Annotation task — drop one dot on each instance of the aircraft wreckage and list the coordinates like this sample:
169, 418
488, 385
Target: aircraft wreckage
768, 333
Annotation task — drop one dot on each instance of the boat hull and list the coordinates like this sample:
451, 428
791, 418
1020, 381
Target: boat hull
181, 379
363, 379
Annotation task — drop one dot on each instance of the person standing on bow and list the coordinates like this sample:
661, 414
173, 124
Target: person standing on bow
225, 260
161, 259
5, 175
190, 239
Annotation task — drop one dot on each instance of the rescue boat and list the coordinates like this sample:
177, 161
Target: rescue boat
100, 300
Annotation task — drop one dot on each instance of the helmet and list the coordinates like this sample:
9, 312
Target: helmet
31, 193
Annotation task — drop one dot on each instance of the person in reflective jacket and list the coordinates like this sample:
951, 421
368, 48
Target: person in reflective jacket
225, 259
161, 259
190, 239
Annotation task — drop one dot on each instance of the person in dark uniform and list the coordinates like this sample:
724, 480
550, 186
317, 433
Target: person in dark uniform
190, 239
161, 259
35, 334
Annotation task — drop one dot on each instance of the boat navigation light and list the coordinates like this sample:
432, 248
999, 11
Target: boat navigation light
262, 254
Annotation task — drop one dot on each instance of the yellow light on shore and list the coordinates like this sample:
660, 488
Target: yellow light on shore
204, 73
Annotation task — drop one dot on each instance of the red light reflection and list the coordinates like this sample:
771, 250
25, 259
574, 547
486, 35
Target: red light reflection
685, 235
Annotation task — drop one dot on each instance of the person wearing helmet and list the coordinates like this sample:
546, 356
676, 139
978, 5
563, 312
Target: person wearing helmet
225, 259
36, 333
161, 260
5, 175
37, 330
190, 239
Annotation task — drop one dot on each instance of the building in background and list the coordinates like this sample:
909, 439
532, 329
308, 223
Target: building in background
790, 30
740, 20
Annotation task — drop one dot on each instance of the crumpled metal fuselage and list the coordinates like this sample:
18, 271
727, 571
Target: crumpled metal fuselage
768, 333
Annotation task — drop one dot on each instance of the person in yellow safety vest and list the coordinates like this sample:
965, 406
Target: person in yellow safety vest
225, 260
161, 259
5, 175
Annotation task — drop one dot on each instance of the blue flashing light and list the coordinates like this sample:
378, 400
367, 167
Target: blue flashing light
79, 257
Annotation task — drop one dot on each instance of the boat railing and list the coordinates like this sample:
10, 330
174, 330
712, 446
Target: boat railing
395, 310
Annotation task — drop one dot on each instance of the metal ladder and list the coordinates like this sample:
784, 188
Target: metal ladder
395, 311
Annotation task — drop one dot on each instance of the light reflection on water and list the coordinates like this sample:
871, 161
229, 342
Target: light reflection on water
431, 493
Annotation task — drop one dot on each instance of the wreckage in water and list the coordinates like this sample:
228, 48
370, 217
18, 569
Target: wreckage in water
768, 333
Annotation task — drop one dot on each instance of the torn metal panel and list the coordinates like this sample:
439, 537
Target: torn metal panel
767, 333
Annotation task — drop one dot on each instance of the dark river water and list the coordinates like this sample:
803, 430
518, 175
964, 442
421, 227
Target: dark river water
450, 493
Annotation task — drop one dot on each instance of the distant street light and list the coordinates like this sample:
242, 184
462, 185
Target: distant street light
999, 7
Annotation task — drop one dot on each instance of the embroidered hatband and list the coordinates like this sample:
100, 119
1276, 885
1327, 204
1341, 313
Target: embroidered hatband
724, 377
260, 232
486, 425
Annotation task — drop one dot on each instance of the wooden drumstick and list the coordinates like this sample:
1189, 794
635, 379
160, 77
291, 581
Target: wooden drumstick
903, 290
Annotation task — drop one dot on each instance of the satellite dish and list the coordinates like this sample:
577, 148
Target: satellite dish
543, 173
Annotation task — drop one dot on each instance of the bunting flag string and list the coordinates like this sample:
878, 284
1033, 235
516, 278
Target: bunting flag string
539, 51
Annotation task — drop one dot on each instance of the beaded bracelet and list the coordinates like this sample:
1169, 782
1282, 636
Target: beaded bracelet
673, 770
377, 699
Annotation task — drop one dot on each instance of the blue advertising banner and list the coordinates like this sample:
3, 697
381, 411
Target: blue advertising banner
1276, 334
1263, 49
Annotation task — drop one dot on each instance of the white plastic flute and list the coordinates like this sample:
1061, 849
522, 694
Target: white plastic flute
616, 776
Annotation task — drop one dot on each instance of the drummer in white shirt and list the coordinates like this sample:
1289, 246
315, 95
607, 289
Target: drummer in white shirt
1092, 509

• **Required work**
From the line holding "the blue advertising" to the last line of the records, quote each line exactly and add nothing.

• **Problem solution**
Annotation task — drop one dot on each instance of the blue advertising banner and list the coordinates like this sample:
3, 697
381, 411
Target: blue advertising banner
1276, 334
1263, 49
Annotation task — drop one dot on each instance of the white plastic flute and list the coordinates like this sample:
1061, 849
522, 694
Target: white plastic flute
616, 776
Annotation task — drop one dot on each instance of the drummer in white shirt and list the coordinates like this sample:
1289, 246
315, 95
607, 289
Target: drummer in white shirt
1092, 509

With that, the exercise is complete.